Write out the data below in full. Keep it exact.
=======
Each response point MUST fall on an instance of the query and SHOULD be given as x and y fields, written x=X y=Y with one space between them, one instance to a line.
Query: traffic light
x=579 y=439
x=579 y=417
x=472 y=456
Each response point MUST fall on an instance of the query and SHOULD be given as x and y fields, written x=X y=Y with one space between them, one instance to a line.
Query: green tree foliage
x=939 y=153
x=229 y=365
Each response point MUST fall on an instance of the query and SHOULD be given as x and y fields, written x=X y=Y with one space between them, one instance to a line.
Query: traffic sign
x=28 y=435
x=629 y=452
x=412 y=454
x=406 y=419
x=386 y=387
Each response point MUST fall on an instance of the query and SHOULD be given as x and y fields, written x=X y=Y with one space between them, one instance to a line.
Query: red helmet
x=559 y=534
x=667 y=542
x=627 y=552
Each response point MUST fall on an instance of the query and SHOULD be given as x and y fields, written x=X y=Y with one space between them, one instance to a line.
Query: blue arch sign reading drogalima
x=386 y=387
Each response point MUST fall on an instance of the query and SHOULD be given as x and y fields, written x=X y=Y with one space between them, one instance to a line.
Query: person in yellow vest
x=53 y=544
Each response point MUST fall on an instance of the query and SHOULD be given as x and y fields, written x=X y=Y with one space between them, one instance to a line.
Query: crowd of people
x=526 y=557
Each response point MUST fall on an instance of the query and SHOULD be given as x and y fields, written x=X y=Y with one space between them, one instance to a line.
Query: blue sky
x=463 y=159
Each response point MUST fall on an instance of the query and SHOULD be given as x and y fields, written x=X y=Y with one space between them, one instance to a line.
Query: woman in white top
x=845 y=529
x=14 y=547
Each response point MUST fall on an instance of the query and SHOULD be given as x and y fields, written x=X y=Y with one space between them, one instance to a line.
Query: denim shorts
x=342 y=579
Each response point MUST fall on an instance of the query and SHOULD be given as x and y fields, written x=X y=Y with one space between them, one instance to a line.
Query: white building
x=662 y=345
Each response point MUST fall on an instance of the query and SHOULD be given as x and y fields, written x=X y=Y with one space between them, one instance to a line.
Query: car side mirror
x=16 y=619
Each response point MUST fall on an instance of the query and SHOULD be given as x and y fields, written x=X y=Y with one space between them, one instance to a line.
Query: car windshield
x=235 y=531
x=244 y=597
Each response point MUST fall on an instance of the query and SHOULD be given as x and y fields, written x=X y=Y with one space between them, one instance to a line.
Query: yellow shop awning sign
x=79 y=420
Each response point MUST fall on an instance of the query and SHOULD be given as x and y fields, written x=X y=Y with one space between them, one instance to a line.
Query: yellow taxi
=======
YOUR SOLUTION:
Each response point MUST fall on an instance of the query and SHOULD be given as x and y fields, written x=X y=Y with one space between them, one instance to a line.
Query: traffic light
x=579 y=439
x=579 y=417
x=472 y=456
Each response point MUST fall on an instance of the query and SHOULD be given as x and y fields, written x=X y=Y with one space between them, one instance to a line.
Query: green tree foliage
x=939 y=153
x=229 y=365
Each response point MUST fall on an instance of the query and SHOULD be given as x and y fields, written x=X y=Y with one space between them, one instance to a line.
Query: traffic sign
x=28 y=435
x=629 y=452
x=412 y=454
x=406 y=419
x=386 y=387
Each response point MUST fall on an instance of the query and SHOULD be given as x and y fields, written x=X y=Y with one space between them, one instance to a line.
Query: red helmet
x=559 y=534
x=667 y=542
x=627 y=552
Each response point MUST fall on an instance of the query and SHOULD be given as x and y fields, written x=X y=Y with one space between them, one instance to a line.
Query: blue arch sign reading drogalima
x=386 y=387
Each response point MUST fall on an instance of the query and SHOULD be given as x and y fields, written x=X y=Y with one space between them, one instance to a line.
Query: person in yellow vest
x=53 y=544
Each response point MUST fall on an instance of the query and SHOULD be given as x and y fields, written x=X y=Y with one space between them, one instance to a line.
Query: crowd of people
x=526 y=557
Each response point MUST fall on an instance of the query and SHOULD be given as x and y fields, written x=X y=Y with one space between them, one instance to a line.
Query: blue sky
x=463 y=159
Each response point MUST fall on an instance of the query and SHOULD be given as x and y fields, written x=X y=Y with one space between them, one instance to a line.
Query: woman in white top
x=845 y=529
x=14 y=547
Each response point MUST fall on an instance of the query and SHOULD be given as x and y fields, written x=X y=Y with one space between them, one instance to a line.
Query: denim shorts
x=342 y=579
Each response point MUST fall on an instance of the query and SHOULD be given as x and y fields, written x=X y=Y with one space between them, one instance to a line.
Query: white building
x=662 y=345
Each response point MUST fall on an instance of the query and SHOULD be given as x and y fields, written x=X y=Y with one space between them, one instance to a line.
Query: car side mirror
x=16 y=619
Each response point MUST fall on an instance of the query and SHOULD be given as x and y fields, written x=X y=Y with one space between them, one instance to a line.
Query: car windshield
x=235 y=531
x=244 y=597
Each response point MUST fall on an instance of the query and SHOULD be given as x and y fields, written x=X y=Y with one space between them, one instance to a line.
Query: yellow shop awning sign
x=79 y=420
Each response point MUST fall on an instance of the query and SHOULD be given as x and y fields, written x=X y=Y with one space between them, one instance to a line.
Query: yellow taxi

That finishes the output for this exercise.